**Aim:** Count the lines in the rows below that contain the string "point", and reply with the count alone.

**Task inputs:**
┄┄┄┄┄┄┄┄┄┄┄┄┄┄┄┄┄┄┄┄
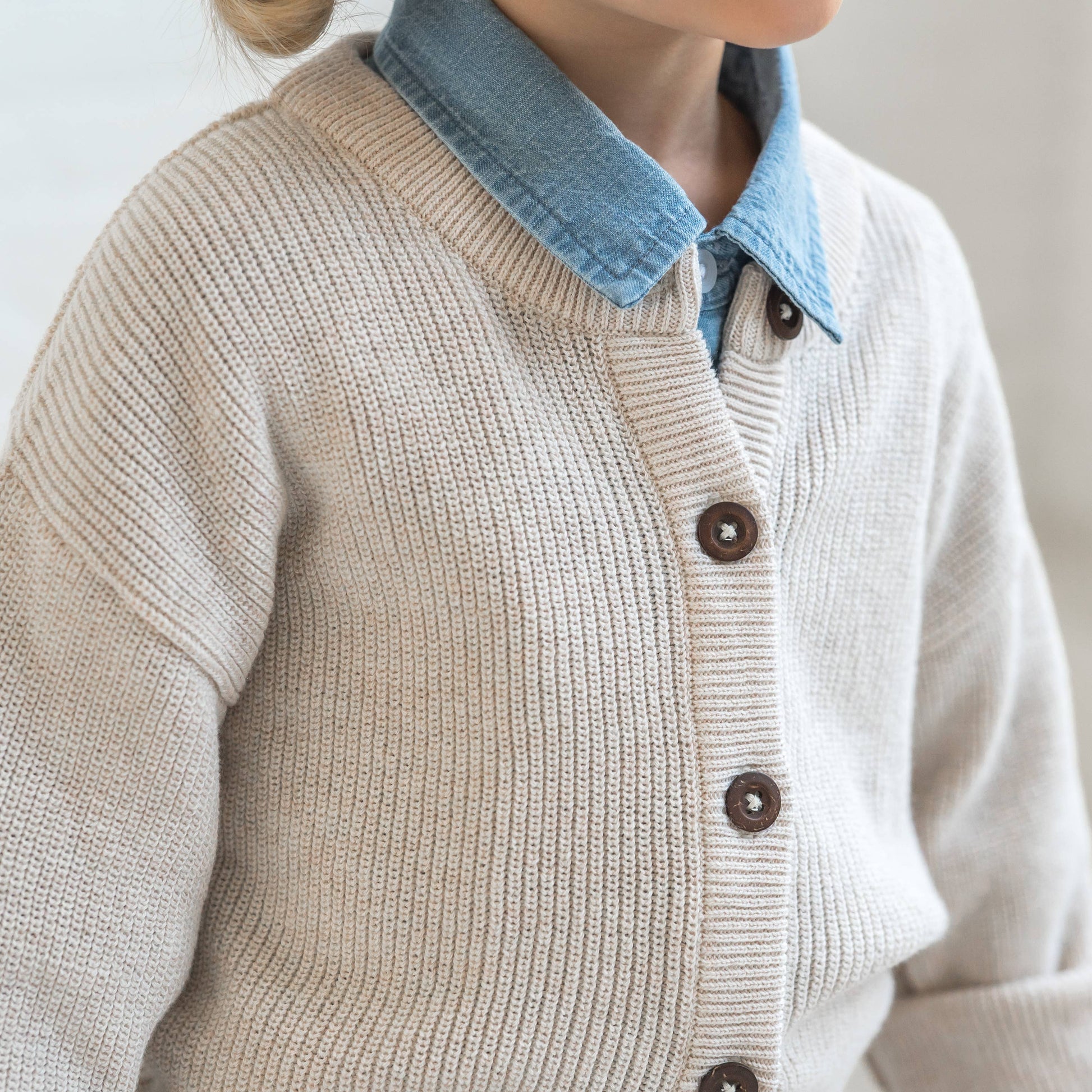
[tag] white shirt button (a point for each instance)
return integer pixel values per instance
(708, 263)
┄┄┄┄┄┄┄┄┄┄┄┄┄┄┄┄┄┄┄┄
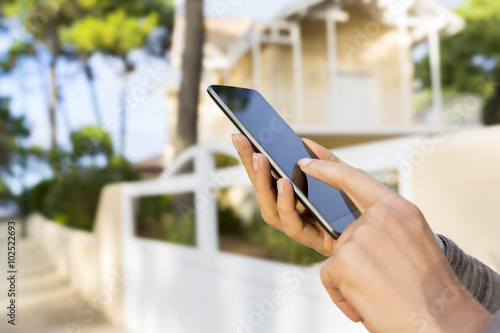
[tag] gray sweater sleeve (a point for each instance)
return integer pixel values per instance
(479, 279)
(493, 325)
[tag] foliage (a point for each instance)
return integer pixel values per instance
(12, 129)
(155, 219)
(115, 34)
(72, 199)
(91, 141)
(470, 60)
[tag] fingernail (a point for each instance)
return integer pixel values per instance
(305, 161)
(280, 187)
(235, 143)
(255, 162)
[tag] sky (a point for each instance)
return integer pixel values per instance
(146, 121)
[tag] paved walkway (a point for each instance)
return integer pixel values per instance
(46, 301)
┄┄┄┄┄┄┄┄┄┄┄┄┄┄┄┄┄┄┄┄
**Worked solution:** 6